(EXERCISE PROMPT) In the data below, count how many lines contain "carafe" and give that number by itself.

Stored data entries
%%

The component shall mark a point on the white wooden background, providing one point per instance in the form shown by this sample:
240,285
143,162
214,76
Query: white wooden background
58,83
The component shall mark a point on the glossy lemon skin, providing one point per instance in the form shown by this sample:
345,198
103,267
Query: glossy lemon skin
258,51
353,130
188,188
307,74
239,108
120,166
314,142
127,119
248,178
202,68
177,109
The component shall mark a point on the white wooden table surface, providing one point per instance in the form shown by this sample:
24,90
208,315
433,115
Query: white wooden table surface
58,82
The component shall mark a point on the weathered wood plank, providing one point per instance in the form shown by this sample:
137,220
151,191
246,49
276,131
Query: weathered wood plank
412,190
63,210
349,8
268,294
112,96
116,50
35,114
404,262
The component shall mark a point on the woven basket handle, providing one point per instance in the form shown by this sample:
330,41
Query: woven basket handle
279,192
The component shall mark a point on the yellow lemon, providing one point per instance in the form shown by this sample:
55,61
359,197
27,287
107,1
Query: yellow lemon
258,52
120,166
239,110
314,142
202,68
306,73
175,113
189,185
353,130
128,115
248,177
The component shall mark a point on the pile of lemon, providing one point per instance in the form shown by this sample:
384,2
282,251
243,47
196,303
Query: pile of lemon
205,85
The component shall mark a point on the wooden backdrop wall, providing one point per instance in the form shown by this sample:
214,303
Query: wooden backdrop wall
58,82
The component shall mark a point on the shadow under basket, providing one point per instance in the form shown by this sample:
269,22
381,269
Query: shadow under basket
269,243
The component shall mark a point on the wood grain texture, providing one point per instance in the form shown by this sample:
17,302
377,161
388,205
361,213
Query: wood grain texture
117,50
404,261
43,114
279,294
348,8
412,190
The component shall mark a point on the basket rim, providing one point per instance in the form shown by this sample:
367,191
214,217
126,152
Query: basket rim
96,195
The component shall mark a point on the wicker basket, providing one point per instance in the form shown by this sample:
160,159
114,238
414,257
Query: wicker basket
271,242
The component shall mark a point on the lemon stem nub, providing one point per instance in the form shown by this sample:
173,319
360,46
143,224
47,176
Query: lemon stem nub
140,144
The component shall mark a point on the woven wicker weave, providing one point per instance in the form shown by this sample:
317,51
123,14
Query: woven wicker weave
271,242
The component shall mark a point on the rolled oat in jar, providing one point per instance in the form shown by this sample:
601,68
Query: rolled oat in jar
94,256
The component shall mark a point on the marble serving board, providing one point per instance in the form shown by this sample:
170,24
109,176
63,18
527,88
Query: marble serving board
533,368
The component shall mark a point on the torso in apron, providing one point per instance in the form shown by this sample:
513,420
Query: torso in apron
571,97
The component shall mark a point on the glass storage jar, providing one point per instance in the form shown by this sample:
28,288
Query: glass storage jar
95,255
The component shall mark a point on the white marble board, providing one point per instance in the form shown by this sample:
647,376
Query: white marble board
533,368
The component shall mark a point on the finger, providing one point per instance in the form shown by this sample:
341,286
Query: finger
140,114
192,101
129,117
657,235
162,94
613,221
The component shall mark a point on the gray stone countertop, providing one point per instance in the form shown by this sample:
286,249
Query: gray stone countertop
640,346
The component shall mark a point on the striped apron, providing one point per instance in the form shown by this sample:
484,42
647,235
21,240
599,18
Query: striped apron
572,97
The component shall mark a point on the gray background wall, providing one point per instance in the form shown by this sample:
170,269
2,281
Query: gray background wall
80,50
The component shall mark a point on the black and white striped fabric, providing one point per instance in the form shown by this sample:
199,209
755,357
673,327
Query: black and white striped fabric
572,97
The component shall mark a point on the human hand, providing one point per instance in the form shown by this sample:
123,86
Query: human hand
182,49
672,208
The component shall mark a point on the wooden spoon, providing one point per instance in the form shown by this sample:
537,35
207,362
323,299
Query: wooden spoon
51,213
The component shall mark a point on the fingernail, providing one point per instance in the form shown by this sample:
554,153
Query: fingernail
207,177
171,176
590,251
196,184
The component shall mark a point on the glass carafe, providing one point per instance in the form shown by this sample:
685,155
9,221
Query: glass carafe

%%

(RESPONSE) 2